** Start Passage to read **
Considering his age (40), his performance last year (.245/.289/.419), and his Spring Training showing (.150/.190/.333), it was very easy to write Ibanez off as a non-factor just before Opening Day. Rather than burn out and get released by June 1st like we all expected, Raul was the team’s most reliable hitter for the first six or seven weeks of the year and has settled in as a very nice weapon against righties — .250/.311/.484 vs. RHP — in the lower third of the lineup.
Furthermore, Ibanez has had to step in for the injured Brett Gardner and has effectively been the everyday left fielder for the last three months or so. He’s started 45 of the team’s 85 games in the outfield and has only been the DH a dozen times. That’s hard to believe. Ibanez has certainly had his share of lol-worthy moments on defense, but just being able to step in and play everyday while maintaining a reasonable level of offense is far more than we could have expected. Raul was supposed to flame out and have the Yankees hunting for a new DH at the deadline, but he’s instead provided very real impact.
Eric Chavez & Dewayne Wise
The bench has been one of the team’s strengths this year, thanks in large part to Chavez. He had an okay year in 2011 while missing lots of time due to injury, but this year he’s stayed on the field — minus a seven-day concussion hiatus — and legitimately mashed. Chavez owns a .282/.336/.504 batting line with seven homers already, two more dingers than he hit from 2008-2011. Gardner’s injury has forced him into the lineup a little more than expected, but he’s produced both at the plate and in the field. I don’t think I’m alone in saying that Chavez has been one of the biggest surprises of the season so far.
The trickle down effect of Gardner’s injury is quite substantial; it forced Ibanez into the outfield, Chavez into a healthy amount of at-bats, and it brought Dewayne Wise up from Triple-A. The team’s fourth outfielder has 13 hits in 50 at-bats, but two are doubles, one’s a triple, and three (!) are homers. He’s also six-for-six in stole base chances. With the Yankees struggling to score runs and having lost six of their previous seven games, Wise laid down a perfect bunt hit against the Royals to load the bases and ignite a game-winning rally on May 22nd. They won the game and have won 30 of 42 since. Dewayne Wise’s bunt turned the season around. Okay, maybe not. But he’s been awesome.
** End Passage to read **
● **Exercise instructions**
From the Yankees passage, output the text verbatim, beginning at the words "Eric Chavez &" and stopping after "season so far.".
** Start Data excerpts **
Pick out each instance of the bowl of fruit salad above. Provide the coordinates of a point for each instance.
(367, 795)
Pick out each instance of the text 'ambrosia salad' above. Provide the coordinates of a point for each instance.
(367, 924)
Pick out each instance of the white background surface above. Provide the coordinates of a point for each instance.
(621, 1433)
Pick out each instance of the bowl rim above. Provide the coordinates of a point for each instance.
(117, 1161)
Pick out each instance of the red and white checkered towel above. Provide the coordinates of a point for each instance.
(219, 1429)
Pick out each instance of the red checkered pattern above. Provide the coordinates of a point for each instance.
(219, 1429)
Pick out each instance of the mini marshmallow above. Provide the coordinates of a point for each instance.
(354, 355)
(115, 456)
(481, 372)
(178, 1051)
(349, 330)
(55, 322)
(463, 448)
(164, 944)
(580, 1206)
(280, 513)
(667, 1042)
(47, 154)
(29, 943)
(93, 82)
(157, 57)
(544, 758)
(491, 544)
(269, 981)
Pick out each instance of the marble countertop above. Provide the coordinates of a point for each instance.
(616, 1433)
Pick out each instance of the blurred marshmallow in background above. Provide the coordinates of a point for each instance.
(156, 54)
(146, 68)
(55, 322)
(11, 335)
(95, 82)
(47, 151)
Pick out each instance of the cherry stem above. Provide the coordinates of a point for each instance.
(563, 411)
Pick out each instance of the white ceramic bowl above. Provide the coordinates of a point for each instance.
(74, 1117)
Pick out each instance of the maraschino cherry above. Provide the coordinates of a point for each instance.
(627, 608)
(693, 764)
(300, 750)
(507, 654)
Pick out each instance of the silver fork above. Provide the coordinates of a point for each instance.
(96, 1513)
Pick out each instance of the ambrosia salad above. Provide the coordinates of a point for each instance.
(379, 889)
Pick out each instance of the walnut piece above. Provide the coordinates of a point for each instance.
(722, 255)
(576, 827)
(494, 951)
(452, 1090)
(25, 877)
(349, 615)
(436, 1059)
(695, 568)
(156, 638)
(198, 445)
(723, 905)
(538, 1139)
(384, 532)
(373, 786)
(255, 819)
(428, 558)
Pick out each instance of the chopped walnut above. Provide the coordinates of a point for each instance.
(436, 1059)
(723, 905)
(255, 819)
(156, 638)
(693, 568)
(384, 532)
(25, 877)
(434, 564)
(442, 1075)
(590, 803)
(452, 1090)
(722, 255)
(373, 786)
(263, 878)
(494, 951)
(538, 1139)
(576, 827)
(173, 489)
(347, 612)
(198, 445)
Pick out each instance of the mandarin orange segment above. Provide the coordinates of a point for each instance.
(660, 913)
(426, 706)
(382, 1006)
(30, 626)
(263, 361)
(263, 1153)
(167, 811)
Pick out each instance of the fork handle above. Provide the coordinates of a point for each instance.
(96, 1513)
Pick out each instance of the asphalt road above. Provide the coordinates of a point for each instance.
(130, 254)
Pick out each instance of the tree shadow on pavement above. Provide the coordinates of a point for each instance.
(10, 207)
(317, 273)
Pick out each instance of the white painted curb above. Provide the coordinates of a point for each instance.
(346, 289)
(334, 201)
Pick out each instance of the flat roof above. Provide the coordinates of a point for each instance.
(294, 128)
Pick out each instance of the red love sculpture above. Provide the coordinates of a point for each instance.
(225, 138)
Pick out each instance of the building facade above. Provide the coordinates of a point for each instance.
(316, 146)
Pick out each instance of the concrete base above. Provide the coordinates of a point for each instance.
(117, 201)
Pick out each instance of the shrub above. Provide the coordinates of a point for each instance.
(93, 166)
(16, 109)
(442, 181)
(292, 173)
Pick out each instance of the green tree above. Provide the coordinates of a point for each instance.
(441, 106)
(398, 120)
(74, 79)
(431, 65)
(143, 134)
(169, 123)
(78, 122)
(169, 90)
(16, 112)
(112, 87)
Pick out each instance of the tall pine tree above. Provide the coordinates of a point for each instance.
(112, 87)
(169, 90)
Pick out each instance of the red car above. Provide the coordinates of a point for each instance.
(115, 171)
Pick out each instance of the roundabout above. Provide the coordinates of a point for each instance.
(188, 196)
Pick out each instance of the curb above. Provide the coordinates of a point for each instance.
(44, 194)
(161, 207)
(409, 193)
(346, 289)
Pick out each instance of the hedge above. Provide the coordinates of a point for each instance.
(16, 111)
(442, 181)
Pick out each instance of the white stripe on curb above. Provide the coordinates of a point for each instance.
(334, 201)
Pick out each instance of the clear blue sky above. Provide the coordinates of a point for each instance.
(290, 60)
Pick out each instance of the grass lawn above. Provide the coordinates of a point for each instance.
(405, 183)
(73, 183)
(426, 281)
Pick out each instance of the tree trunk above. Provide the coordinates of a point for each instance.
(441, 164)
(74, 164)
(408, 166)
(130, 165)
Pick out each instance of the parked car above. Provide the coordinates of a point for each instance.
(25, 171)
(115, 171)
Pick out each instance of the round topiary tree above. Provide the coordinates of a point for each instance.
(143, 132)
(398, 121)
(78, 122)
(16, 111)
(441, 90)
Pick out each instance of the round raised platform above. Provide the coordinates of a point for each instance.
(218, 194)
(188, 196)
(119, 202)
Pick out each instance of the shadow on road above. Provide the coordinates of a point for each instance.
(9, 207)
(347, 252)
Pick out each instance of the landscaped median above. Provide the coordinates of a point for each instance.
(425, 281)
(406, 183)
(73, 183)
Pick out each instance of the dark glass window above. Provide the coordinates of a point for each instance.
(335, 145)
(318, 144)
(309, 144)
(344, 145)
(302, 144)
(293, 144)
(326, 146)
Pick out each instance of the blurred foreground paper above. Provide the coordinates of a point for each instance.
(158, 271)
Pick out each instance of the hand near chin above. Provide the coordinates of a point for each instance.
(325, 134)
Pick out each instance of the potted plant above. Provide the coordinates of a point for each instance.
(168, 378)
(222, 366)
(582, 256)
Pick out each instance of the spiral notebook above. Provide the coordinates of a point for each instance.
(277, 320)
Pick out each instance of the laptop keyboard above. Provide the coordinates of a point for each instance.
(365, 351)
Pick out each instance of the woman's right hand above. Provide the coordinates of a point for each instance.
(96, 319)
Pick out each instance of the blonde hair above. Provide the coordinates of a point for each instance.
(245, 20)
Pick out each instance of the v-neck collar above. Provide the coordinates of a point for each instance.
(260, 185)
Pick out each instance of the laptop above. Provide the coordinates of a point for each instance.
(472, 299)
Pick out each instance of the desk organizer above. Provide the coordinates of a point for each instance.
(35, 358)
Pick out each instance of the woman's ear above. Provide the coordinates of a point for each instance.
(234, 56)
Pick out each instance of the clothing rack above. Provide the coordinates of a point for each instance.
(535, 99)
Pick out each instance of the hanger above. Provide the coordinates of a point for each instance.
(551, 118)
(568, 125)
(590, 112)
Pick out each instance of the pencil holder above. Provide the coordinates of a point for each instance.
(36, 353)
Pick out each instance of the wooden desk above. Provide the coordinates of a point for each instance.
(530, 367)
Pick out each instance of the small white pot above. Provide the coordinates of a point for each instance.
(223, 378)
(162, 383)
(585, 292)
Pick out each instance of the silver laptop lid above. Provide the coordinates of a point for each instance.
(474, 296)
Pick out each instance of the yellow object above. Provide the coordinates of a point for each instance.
** End Data excerpts **
● **Correct output**
Eric Chavez & Dewayne Wise
The bench has been one of the team’s strengths this year, thanks in large part to Chavez. He had an okay year in 2011 while missing lots of time due to injury, but this year he’s stayed on the field — minus a seven-day concussion hiatus — and legitimately mashed. Chavez owns a .282/.336/.504 batting line with seven homers already, two more dingers than he hit from 2008-2011. Gardner’s injury has forced him into the lineup a little more than expected, but he’s produced both at the plate and in the field. I don’t think I’m alone in saying that Chavez has been one of the biggest surprises of the season so far.